Langsung ke konten utama

Kepemimpinan Atas Diri Sendiri

Saat kita mulai berbicara soal kepemimpinan, maka sudut pandang pertama yang menjadi fokus adalah makna “pemimpin” dan “kepemimpinan”. Ketika kita mulai berimajinasi memikirkan definisi kedua hal tersebut, secara garis besar pemimpin bisa dikatakan sebagai orang yang dapat menunjukan arah kemana orang-orang akan menuju, sehingga banyak yang mempercayai dan mengikuti perkataannya. Sedangkan kepemimpinan merupakan cara seorang pemimpin malaksanakan, mengandung ilmu, teknik, seni, dan cara tersendiri.

» Latihan a
Menurut kutipan dokumen tentang kepemimpinan, apa saja yang dikandung kepemimpinan sebagai cara seorang pemimpin melaksanakan?

» Daftar Data
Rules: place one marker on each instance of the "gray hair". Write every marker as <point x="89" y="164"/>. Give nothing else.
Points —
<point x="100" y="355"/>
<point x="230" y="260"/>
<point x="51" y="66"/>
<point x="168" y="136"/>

» Latihan b
Tuangkan seluruh baris pada daftar data di atas ke dalam urutan bernomor, dan lewati baris yang kosong.

» Jawaban Lengkap a
Ilmu, teknik, seni, dan cara tersendiri.

» Jawaban Lengkap b
1. Rules: place one marker on each instance of the "gray hair". Write every marker as <point x="89" y="164"/>. Give nothing else.
2. Points —
3. <point x="100" y="355"/>
4. <point x="230" y="260"/>
5. <point x="51" y="66"/>
6. <point x="168" y="136"/>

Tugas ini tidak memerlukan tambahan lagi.